By this stage, Mbeki had managed to sign on as partners two additional rulers from the crucial West and North regions of the continent: Abdelaziz Bouteflika and Olusegun Obasanjo from Nigeria. Unfortunately, both continued to face mass popular protests and widespread civil/military/religious bloodshed at home, diminishing their utility as model African leaders.

Later, to his credit, Obasanjo led a surprise revolt against Mbeki’s capitulation to Northern pressure at the World Conference Against Racism in September 2001, when he helped generate a split between EU and African countries over reparations due the continent for slavery and colonialism. Tellingly, even loose talk of such reparations cannot be found in the Nepad, and the South African host delegation was furious at Obasanjo’s outburst because it nearly scuppered a final conference resolution.

========================================

## ACTIONS TO TAKE
[1] Condense the paragraph beginning "Later, to his credit" from the passage on Mbeki and Nepad into a short bulleted list that keeps its main facts.
[2] Write a continuation of the passage on Mbeki and Nepad, picking up after its final sentence.

Saved data entries:

========================================

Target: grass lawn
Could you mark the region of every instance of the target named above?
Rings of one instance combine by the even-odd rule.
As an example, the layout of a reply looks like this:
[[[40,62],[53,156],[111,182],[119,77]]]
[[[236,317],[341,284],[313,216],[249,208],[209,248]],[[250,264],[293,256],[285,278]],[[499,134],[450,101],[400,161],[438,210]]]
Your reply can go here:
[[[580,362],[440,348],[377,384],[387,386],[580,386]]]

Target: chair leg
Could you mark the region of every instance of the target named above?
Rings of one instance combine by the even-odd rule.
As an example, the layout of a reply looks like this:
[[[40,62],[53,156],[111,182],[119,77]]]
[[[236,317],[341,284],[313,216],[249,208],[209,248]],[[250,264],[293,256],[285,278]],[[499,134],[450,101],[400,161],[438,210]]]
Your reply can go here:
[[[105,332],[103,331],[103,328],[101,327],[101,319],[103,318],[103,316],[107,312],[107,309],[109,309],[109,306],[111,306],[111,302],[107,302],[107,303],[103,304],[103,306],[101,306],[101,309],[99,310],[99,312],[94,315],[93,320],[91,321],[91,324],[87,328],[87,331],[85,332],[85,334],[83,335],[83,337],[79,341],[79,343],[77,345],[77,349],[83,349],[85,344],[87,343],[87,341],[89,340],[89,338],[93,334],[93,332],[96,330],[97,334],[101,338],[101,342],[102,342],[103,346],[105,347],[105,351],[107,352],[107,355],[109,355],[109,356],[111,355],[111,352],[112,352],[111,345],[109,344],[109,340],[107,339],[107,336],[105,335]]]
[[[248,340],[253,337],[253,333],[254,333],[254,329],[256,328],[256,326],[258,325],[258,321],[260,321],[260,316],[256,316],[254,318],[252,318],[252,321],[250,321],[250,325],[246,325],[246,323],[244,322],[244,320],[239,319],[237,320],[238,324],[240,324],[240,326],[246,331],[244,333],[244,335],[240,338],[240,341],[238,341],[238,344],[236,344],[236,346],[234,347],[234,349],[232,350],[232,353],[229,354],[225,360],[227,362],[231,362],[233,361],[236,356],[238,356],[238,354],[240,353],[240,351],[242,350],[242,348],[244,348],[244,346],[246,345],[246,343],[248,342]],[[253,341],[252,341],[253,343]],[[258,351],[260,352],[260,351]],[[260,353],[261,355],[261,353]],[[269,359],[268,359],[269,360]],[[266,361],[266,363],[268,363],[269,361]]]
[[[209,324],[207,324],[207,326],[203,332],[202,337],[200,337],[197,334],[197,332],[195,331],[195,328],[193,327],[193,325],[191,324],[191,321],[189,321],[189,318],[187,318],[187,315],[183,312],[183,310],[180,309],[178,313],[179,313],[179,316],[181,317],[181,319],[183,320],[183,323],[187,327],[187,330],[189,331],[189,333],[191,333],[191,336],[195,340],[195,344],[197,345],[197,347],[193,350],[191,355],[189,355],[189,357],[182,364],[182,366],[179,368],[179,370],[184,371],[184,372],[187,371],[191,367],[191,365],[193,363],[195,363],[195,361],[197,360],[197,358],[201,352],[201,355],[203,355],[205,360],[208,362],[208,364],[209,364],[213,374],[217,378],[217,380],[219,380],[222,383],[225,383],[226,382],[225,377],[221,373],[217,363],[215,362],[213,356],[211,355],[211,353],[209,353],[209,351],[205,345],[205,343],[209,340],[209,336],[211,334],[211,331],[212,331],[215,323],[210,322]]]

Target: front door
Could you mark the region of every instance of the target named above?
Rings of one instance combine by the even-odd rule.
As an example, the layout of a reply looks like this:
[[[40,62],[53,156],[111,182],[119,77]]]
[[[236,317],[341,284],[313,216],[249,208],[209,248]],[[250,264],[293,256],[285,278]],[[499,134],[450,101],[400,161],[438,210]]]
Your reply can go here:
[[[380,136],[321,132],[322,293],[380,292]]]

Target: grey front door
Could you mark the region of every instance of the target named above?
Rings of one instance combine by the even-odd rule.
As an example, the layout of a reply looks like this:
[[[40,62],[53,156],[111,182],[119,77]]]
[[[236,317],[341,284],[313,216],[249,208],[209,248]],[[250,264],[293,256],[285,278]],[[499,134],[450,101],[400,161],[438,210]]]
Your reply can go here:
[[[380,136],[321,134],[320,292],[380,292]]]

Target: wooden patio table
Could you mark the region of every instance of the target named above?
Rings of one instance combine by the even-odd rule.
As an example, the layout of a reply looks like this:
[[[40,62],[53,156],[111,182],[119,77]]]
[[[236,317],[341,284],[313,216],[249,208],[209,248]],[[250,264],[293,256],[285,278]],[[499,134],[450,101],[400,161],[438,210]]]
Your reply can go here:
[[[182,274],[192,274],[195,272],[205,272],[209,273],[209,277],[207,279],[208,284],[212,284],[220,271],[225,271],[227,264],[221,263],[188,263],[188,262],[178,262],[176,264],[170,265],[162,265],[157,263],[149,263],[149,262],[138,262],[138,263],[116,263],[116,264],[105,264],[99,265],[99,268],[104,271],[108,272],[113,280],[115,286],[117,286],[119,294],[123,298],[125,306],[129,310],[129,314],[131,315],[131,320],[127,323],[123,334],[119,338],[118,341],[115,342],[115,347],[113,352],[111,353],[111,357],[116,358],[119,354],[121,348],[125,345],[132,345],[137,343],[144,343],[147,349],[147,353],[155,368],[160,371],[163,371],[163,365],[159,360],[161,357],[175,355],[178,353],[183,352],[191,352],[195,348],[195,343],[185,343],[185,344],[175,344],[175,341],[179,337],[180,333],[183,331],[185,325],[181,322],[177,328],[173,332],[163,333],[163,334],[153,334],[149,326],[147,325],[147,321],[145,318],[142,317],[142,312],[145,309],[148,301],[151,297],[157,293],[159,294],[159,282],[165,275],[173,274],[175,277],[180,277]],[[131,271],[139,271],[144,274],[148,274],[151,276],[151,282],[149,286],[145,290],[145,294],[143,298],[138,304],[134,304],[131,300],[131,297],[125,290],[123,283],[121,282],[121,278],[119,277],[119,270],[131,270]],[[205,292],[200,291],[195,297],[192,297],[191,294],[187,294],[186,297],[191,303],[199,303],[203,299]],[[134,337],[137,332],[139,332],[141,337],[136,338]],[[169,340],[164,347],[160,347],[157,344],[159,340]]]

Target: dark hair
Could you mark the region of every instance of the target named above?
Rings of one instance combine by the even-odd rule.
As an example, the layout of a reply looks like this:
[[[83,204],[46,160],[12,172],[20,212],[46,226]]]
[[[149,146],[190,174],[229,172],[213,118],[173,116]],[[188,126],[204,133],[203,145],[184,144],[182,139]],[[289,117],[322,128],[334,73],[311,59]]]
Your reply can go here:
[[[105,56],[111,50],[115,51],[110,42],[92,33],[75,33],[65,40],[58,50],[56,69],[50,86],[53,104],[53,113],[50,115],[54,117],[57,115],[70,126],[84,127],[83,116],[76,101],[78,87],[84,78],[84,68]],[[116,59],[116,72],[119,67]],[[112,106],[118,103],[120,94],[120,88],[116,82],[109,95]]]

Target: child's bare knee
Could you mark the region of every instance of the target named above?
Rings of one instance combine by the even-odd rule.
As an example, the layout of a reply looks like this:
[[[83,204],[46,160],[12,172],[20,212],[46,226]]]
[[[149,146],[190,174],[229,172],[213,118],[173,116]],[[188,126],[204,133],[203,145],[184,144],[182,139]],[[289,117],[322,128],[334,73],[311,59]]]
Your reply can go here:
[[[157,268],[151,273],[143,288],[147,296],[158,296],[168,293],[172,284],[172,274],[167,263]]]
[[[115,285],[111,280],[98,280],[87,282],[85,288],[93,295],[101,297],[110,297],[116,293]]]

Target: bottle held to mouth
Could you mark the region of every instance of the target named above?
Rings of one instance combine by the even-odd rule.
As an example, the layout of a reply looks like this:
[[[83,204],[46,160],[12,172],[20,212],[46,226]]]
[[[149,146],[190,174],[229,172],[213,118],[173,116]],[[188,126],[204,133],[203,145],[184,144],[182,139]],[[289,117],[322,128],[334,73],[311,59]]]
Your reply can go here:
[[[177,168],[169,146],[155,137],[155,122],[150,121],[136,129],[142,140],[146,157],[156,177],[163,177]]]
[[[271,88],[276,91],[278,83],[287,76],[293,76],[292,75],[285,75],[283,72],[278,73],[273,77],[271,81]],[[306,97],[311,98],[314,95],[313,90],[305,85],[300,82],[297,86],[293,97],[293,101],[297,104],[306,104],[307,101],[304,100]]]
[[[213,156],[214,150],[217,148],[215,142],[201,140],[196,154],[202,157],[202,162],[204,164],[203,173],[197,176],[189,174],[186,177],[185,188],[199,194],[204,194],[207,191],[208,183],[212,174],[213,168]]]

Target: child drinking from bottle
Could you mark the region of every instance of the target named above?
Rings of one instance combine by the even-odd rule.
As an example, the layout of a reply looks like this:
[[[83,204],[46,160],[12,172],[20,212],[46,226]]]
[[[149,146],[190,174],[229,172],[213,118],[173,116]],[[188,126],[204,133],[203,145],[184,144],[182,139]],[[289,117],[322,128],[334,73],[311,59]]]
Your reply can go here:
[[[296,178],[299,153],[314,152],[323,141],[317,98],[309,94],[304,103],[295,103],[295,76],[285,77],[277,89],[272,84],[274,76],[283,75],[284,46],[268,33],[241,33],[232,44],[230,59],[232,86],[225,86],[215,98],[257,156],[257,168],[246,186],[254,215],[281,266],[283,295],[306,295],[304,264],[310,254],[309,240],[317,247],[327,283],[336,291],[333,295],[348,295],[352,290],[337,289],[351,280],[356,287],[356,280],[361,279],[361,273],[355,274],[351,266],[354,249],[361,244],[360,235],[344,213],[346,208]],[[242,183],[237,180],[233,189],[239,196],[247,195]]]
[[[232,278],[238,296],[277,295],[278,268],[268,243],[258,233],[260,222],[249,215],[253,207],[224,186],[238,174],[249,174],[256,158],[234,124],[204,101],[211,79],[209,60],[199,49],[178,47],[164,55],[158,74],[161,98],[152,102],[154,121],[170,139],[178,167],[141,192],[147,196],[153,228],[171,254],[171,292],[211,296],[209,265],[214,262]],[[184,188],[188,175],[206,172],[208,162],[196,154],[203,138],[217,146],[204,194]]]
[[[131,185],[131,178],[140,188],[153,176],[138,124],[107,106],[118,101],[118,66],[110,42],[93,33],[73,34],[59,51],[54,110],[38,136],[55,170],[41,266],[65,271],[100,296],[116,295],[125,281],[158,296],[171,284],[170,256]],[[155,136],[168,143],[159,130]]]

========================================

## ANSWERS TO THE EXERCISE
[1]
- At the World Conference Against Racism in September 2001, Obasanjo led a surprise revolt against Mbeki's capitulation to Northern pressure.
- He helped generate a split between EU and African countries over reparations due the continent for slavery and colonialism.
- Even loose talk of such reparations cannot be found in the Nepad.
- The South African host delegation was furious at Obasanjo's outburst because it nearly scuppered a final conference resolution.

[2]
But that incident aside, 2001 has been a successful year for selling Nepad. Another pro-Western ruler, Tanzania’s Benjamin Mkapa, joined the New Africa leadership group in January 2001 in Davos, Switzerland. There, Mbeki gave the world’s leading capitalists and state elites a briefing, which was very poorly-attended.

A few days later, an effort was made in Mali to sell West Africans to the plan, with on-the-spot cheerleading by Wolfensohn and Koehler. The July 2001 meeting of the African Union in Lusaka provided the opportunity for a continent-wide leadership endorsement, once Mbeki’s plan was “merged” with an infrastructure-heavy initiative–the “Omega Plan”–offered by the neoliberal Senegalese president, Abdoulaye Wade, to become the New African Initiative.

The Genoa G-8 summit offered soothing encouragement. With 300,000 protesters outside the conference accusing the world’s main political leaders of running a destructive, elitist club, Mbeki was a useful adornment. Likewise, Mbeki’s October visits to Japan and Brussels confirmed his elite popularity, perhaps because there was no apparent demand for formal monetary commitments.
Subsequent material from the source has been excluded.